+++ BRANO DA LEGGERE

Nel corso delle indagini veniva accertato che il lavoratore aveva preferito utilizzare tale scala per scendere a terra per raccogliere il berretto strappatogli da una folata di vento anziché servirsi di quella di cantiere appositamente predisposta all'interno dell'impalcatura. La responsabilità degli imputati veniva ravvisata a causa della riscontrata pericolosità della scala in muratura, sulla quale l'infortunato stava lavorando, scala posta a ridosso immediato dell'impalcatura di cantiere, composta di gradini in pietra parzialmente sconnessi e priva di qualsiasi ringhiera o parapetto di protezione dal rischio di caduta ed utilizzata tra l’altro, sia pure saltuariamente, anche da altri lavoratori.
 
La sentenza di condanna degli imputati è stata confermata dalla Corte di Appello la quale, nel raccogliere in toto l'impostazione fatta dal Tribunale, ha affermato che la scala suddetta, alla luce delle sue caratteristiche, era in concreto funzionale al cantiere per cui sussisteva l'obbligo di metterla in sicurezza contro il rischio di cadute di persone e l’obbligo di adottare le cautele prescritte dalla normativa di prevenzione che se, tempestivamente adottate, avrebbero certamente evitato l'evento lesivo.

++++++

# [L'ESERCIZIO]
Copia dal brano sull'infortunio in cantiere il passo che comincia con "Nel corso delle" e termina con "da altri lavoratori.".

+++ RIGHE DI DATI

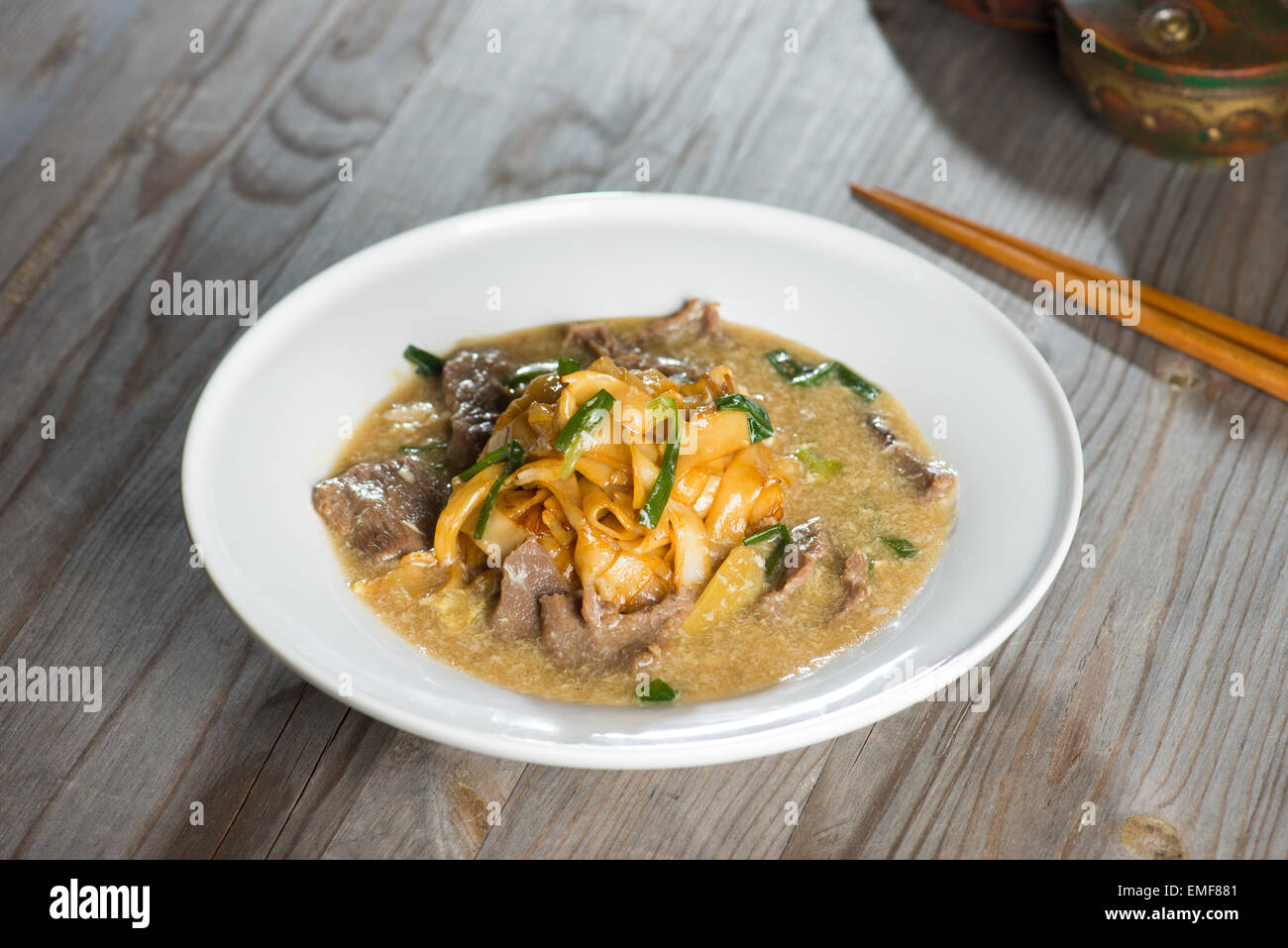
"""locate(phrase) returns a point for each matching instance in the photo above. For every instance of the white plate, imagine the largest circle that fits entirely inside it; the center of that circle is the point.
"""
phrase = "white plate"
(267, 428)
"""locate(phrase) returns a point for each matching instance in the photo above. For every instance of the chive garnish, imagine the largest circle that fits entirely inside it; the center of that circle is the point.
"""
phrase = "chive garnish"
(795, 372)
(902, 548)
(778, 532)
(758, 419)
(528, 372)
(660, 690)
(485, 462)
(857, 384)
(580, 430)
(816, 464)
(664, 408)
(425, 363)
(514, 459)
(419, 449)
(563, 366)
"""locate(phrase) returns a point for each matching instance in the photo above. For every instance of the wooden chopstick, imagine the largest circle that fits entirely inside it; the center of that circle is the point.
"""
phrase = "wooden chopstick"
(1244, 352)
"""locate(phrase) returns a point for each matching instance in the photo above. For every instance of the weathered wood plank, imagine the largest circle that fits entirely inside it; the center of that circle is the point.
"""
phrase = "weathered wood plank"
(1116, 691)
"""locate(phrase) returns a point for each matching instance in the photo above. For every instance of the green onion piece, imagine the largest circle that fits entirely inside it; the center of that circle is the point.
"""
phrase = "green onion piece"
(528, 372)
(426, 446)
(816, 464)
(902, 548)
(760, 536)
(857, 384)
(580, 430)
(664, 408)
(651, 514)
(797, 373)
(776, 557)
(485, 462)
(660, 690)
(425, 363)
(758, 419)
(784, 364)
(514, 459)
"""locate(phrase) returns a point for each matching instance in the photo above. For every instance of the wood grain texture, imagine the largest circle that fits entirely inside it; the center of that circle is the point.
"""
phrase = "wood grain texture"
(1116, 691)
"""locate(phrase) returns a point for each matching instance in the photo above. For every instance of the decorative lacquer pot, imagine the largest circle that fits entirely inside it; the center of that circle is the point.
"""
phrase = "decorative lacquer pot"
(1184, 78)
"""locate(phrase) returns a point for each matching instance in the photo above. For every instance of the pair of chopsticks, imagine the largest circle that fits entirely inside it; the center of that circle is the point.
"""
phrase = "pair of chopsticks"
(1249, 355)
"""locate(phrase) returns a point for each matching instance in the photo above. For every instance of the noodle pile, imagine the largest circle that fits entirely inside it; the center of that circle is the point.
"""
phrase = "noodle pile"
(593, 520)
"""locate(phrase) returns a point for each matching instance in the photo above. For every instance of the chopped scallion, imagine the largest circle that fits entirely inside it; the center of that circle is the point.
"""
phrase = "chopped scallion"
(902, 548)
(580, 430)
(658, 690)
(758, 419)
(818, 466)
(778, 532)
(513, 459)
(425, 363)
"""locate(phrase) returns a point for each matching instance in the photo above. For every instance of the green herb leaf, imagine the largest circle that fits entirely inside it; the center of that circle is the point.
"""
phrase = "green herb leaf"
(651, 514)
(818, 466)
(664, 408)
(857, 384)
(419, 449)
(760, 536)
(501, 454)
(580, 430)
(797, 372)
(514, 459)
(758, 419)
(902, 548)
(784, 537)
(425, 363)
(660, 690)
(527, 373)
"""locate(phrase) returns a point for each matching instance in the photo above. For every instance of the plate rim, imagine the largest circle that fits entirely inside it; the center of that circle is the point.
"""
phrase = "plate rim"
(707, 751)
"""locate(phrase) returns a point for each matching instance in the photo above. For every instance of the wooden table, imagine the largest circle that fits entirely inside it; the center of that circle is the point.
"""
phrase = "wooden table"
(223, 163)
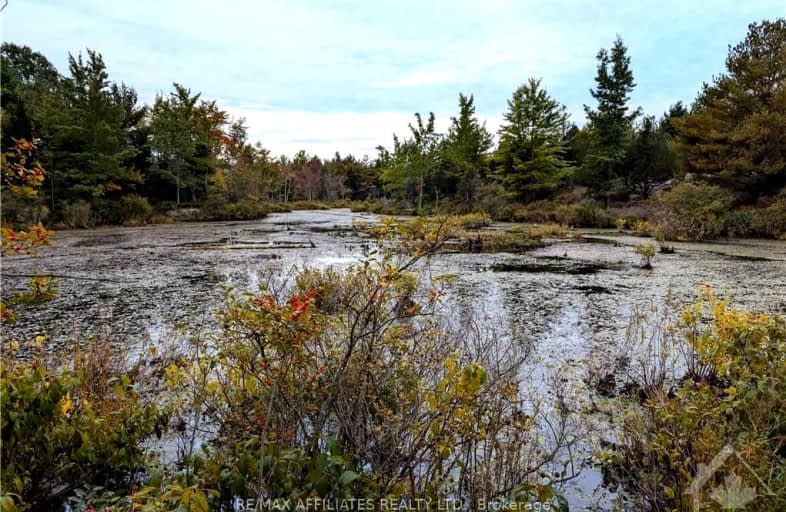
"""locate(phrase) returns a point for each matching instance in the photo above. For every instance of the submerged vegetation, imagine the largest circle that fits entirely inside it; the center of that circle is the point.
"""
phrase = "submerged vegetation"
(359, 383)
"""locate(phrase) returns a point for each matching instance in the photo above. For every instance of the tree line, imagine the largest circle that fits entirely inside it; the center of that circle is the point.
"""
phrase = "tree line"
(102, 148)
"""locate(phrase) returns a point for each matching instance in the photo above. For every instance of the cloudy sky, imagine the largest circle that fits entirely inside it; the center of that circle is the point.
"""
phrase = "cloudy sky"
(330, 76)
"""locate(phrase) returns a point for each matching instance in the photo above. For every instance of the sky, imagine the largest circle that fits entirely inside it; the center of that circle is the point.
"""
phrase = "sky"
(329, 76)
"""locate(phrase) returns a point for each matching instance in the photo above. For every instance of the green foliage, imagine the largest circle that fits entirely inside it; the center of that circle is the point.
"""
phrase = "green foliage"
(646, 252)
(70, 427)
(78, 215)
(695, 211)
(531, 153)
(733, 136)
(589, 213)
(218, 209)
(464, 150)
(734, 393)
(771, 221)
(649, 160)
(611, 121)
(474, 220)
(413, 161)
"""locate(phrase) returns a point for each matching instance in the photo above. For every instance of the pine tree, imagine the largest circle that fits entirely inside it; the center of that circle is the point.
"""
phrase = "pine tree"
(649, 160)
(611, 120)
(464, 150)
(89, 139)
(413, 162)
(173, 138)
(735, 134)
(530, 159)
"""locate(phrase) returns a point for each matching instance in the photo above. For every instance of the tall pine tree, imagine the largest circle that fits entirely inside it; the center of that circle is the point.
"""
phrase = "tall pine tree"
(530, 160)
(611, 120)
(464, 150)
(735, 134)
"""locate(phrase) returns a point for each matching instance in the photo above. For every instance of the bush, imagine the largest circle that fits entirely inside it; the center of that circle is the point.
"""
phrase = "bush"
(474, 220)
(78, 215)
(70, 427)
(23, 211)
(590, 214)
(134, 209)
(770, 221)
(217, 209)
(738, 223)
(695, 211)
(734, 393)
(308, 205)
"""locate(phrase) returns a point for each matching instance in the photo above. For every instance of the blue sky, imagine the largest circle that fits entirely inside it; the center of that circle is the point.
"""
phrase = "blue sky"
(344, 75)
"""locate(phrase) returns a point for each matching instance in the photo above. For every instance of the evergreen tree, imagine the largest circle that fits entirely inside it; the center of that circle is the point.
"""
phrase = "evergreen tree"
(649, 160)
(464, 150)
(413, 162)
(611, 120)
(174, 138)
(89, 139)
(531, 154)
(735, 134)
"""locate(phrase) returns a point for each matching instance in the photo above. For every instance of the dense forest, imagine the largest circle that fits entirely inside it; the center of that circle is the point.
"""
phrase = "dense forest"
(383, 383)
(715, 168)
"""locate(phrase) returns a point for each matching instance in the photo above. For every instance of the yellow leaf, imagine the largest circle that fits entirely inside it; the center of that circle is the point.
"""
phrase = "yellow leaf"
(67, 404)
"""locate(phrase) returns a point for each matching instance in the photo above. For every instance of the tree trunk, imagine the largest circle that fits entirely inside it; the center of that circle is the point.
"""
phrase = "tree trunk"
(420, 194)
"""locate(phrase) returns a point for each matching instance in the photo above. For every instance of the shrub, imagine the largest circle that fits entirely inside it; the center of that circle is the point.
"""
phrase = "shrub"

++++++

# [COMPITO SVOLTO]
Nel corso delle indagini veniva accertato che il lavoratore aveva preferito utilizzare tale scala per scendere a terra per raccogliere il berretto strappatogli da una folata di vento anziché servirsi di quella di cantiere appositamente predisposta all'interno dell'impalcatura. La responsabilità degli imputati veniva ravvisata a causa della riscontrata pericolosità della scala in muratura, sulla quale l'infortunato stava lavorando, scala posta a ridosso immediato dell'impalcatura di cantiere, composta di gradini in pietra parzialmente sconnessi e priva di qualsiasi ringhiera o parapetto di protezione dal rischio di caduta ed utilizzata tra l’altro, sia pure saltuariamente, anche da altri lavoratori.